[Data items]
+---+

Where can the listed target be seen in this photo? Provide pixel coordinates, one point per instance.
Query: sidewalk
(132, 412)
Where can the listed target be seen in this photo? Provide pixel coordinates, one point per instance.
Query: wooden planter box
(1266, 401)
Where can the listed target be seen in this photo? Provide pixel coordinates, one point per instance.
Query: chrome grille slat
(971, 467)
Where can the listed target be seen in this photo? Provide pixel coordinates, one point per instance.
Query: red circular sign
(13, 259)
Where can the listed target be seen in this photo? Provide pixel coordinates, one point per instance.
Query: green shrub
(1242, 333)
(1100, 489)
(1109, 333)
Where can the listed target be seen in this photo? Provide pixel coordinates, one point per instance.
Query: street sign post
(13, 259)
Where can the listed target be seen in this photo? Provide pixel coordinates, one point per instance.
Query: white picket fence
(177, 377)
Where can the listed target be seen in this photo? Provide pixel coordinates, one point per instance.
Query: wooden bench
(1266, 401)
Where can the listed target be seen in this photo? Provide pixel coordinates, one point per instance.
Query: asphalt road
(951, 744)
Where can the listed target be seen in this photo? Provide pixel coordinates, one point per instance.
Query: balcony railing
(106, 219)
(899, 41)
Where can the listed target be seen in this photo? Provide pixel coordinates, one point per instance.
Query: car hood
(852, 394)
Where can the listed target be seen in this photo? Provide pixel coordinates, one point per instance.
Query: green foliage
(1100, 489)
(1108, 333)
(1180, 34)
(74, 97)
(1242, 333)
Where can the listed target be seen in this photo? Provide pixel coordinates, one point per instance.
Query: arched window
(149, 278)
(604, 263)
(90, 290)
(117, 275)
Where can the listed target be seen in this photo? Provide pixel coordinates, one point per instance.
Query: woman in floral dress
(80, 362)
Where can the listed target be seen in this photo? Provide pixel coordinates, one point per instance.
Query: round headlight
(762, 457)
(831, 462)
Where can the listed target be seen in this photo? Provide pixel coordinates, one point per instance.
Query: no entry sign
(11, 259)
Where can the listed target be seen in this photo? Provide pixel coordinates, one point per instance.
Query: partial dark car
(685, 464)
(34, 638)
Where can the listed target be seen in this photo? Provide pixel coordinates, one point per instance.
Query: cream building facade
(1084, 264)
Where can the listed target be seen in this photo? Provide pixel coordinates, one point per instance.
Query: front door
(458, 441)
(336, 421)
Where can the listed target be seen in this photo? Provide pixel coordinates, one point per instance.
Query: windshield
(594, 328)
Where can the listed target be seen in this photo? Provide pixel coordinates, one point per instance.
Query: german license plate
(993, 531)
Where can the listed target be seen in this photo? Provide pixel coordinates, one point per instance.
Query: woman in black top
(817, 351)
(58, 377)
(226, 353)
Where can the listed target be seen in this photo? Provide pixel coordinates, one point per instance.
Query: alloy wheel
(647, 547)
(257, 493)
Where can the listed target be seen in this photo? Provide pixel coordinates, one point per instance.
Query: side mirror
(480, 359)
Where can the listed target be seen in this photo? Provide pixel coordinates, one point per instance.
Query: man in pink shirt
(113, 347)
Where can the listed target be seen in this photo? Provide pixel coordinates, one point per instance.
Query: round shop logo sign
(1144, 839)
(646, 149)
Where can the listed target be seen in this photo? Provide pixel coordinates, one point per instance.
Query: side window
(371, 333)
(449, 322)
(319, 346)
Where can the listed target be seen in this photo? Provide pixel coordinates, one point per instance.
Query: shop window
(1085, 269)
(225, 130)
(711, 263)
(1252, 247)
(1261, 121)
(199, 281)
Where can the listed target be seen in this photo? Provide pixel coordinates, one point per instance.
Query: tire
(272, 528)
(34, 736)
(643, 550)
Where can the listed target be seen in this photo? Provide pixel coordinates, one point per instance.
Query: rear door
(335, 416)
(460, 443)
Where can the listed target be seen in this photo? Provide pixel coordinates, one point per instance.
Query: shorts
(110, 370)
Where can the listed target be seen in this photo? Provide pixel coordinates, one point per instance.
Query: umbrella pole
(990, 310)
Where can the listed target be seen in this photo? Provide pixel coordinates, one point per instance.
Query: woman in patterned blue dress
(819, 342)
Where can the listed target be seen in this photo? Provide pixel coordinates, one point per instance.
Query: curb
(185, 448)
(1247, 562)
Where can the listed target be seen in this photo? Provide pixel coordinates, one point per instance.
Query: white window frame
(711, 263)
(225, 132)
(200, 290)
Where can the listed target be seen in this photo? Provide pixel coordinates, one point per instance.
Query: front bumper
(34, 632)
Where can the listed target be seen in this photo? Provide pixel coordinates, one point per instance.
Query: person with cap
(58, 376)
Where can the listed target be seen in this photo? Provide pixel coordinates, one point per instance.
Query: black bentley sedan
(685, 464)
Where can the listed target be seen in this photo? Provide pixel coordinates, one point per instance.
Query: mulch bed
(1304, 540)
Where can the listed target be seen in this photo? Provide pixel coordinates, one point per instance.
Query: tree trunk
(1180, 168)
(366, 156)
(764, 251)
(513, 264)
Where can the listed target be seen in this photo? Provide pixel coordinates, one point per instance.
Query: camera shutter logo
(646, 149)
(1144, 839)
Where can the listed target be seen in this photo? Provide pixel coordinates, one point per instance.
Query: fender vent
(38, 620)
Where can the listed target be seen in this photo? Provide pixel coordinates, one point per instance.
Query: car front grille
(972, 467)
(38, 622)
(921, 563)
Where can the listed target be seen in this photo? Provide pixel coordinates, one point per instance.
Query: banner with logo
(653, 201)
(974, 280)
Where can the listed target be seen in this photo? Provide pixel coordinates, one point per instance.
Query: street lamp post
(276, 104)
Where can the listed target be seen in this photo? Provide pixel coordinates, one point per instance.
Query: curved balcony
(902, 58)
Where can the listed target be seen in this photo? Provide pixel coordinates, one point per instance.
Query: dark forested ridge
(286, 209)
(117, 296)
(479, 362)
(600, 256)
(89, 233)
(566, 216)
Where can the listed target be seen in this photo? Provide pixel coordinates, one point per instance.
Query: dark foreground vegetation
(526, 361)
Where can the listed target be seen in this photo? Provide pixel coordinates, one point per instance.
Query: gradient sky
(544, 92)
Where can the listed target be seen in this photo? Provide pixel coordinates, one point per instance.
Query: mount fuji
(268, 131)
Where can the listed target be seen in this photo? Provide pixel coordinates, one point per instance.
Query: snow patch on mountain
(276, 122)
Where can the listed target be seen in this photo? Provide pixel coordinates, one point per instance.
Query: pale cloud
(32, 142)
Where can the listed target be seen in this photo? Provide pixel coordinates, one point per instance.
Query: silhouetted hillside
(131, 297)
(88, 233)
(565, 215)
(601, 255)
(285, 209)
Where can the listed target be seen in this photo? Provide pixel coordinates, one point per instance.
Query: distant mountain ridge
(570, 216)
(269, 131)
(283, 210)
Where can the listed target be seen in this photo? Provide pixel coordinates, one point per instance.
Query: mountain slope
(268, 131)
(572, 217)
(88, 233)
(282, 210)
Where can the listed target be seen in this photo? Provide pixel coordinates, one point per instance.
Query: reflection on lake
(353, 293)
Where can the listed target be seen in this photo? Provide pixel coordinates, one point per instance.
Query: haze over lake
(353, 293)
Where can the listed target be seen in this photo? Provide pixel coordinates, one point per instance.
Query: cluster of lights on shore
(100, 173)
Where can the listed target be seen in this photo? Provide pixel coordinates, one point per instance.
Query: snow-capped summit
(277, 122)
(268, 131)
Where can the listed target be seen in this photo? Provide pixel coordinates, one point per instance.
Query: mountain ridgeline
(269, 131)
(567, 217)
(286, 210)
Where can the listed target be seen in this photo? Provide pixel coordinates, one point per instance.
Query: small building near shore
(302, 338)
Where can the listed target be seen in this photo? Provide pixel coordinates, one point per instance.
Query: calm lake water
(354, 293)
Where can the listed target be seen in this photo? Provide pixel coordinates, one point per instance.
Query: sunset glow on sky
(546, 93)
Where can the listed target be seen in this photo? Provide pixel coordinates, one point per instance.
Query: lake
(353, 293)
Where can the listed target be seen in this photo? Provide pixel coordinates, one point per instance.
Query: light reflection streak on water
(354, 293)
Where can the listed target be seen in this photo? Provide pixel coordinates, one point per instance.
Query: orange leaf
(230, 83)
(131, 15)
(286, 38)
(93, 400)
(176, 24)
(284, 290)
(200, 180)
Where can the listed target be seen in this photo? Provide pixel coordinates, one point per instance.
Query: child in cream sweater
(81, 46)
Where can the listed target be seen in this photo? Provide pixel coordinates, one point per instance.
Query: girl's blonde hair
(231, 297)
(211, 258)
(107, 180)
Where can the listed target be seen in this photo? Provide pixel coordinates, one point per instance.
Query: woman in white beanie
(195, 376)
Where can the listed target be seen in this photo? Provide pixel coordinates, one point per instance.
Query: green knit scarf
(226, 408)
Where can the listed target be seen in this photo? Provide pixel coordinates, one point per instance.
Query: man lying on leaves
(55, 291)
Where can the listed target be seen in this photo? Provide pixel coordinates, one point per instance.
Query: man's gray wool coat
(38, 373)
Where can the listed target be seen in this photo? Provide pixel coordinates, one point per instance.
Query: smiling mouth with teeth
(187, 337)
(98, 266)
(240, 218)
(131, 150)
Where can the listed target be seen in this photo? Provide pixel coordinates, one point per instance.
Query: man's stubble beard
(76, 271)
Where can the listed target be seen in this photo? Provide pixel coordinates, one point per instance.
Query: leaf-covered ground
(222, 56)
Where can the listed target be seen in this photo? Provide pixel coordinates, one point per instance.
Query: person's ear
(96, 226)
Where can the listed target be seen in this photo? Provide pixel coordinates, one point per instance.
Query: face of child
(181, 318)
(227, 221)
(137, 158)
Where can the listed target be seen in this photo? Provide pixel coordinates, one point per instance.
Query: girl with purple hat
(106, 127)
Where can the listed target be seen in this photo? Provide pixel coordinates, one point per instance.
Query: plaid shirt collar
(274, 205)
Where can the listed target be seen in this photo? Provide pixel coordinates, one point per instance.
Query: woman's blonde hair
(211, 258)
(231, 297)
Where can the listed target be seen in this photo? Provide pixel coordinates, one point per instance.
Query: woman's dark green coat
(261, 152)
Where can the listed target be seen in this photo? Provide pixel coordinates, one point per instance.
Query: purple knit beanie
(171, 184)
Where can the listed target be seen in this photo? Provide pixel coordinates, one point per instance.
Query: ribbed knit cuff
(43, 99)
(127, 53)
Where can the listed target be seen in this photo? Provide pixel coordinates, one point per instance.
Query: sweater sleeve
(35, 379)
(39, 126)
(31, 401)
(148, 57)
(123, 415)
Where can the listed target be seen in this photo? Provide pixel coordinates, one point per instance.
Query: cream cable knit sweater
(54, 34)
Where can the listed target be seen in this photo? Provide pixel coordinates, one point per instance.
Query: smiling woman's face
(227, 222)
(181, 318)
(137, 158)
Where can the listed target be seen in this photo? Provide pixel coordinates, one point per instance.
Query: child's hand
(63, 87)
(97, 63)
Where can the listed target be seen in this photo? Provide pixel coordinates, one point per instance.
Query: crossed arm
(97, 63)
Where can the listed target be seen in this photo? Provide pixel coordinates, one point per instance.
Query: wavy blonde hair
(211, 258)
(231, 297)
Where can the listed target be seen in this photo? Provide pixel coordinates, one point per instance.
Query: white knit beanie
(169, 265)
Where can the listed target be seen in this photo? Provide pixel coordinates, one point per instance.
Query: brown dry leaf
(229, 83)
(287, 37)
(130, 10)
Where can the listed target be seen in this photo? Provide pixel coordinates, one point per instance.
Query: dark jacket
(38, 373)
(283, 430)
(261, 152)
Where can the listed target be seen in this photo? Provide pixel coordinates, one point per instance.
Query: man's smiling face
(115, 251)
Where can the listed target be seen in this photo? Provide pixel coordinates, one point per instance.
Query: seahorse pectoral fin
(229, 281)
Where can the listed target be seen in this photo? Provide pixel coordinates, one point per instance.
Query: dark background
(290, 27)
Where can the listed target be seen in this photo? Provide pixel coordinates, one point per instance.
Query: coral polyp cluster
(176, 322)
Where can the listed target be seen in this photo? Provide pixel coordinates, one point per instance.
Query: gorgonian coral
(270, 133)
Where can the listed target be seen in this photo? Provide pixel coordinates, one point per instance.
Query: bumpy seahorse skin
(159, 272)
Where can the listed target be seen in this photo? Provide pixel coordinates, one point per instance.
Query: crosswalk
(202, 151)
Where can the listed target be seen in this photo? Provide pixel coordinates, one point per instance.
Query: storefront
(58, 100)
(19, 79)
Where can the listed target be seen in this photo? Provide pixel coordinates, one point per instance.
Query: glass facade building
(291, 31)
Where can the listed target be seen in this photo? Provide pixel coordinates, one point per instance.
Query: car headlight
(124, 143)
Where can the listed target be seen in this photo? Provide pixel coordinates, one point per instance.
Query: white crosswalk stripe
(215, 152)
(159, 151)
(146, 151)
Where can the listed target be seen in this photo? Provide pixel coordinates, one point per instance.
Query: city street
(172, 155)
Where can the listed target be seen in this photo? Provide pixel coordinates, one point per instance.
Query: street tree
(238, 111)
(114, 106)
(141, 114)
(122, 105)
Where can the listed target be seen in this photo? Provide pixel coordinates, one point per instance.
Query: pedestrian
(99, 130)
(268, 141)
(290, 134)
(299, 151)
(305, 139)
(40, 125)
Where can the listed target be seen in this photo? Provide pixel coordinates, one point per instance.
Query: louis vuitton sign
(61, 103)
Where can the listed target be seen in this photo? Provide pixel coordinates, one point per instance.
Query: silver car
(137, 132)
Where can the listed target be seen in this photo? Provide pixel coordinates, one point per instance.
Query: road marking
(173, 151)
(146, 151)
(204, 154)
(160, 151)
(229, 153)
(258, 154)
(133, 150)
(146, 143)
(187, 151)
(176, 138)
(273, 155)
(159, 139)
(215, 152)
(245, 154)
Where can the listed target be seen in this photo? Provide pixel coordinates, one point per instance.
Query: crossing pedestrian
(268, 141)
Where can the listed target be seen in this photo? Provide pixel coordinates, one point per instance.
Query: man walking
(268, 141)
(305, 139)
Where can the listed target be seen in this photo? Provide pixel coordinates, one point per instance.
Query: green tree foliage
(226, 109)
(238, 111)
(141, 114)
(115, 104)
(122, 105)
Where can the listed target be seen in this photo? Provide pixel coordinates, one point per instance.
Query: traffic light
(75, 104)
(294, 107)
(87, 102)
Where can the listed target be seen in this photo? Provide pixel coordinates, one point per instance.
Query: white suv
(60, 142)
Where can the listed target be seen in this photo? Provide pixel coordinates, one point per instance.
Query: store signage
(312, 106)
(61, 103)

+---+

Task to complete: The response should be an exact copy of the lines from the one with "Query: pedestrian" through the end of the data, with no other text.

Solution to this task:
Query: pedestrian
(99, 130)
(268, 141)
(290, 134)
(299, 151)
(305, 139)
(40, 125)
Where can the listed target be seen in this photo? Provide pixel coordinates, one point per instance.
Query: louis vuitton sign
(61, 103)
Where can the listed target be seen in this photo? Provide pixel coordinates, one point per instance.
Query: silver car
(137, 132)
Where can the listed target be seen in this photo? Provide pixel coordinates, one point per instance.
Query: road marking
(173, 151)
(146, 151)
(204, 154)
(160, 151)
(229, 153)
(258, 154)
(133, 150)
(146, 143)
(187, 151)
(176, 138)
(273, 155)
(159, 139)
(215, 152)
(245, 154)
Where can the listed target be seen in this photo? Provide pixel coordinates, one point per instance.
Query: crossing pedestrian
(268, 141)
Where can the listed target be seen in this photo? Provide pixel coordinates, one point per instance.
Query: man walking
(268, 141)
(305, 139)
Where can the listed target be seen in this photo? Provide pixel coordinates, one point per instance.
Query: green tree foliage
(226, 109)
(238, 111)
(141, 114)
(115, 104)
(122, 105)
Where can the listed target be seen in this photo? Provide pixel coordinates, one point per instance.
Query: traffic light
(75, 104)
(294, 107)
(87, 102)
Where can the listed target be seen in this photo? Provide pixel coordinates, one point per instance.
Query: white suv
(60, 142)
Where can the listed target be seen in this photo? Provide pixel coordinates, one point per instance.
Query: store signage
(312, 106)
(61, 103)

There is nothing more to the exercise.